What is required -
For each line of the data below that contains "Provide", return that line.

Input data -

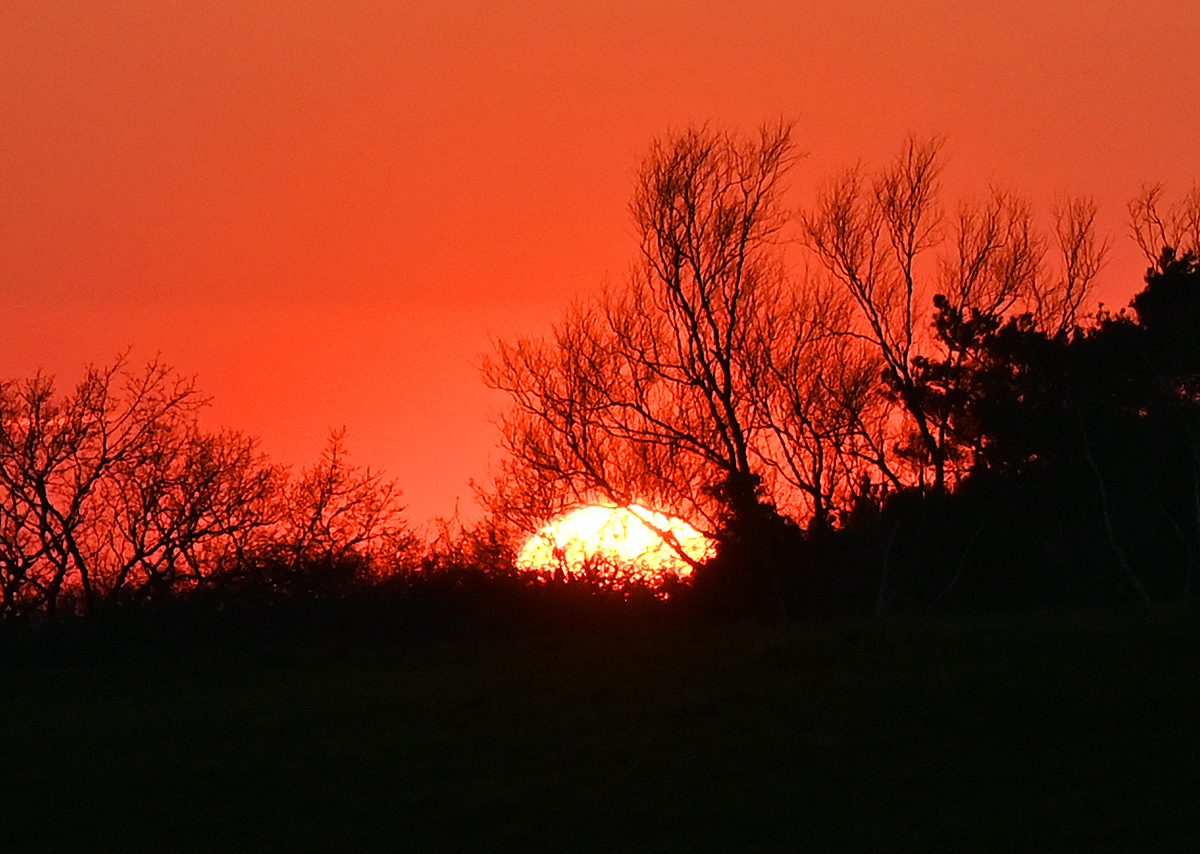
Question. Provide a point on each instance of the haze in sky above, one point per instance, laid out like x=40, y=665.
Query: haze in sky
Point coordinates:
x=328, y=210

---

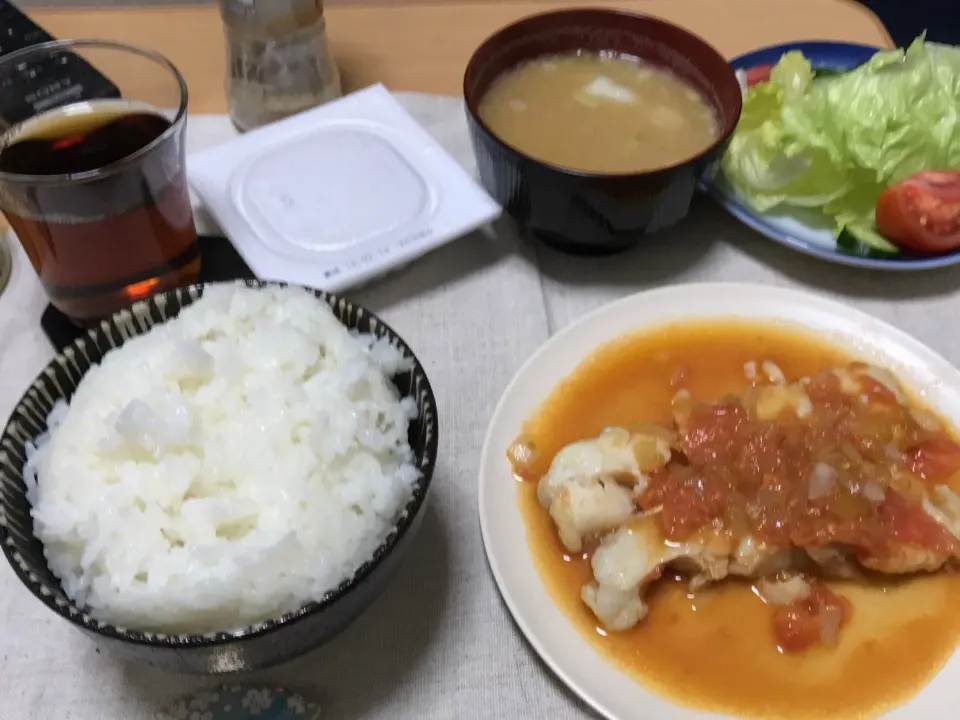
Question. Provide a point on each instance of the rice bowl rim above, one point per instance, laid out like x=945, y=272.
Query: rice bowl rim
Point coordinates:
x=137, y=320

Output below -
Question. Provide a point on each instance of the haze in sky above, one point per instance, laid out like x=40, y=665.
Question. Provide a point on each instance of the rice bowl rim above, one point per instance, laid out like x=945, y=272.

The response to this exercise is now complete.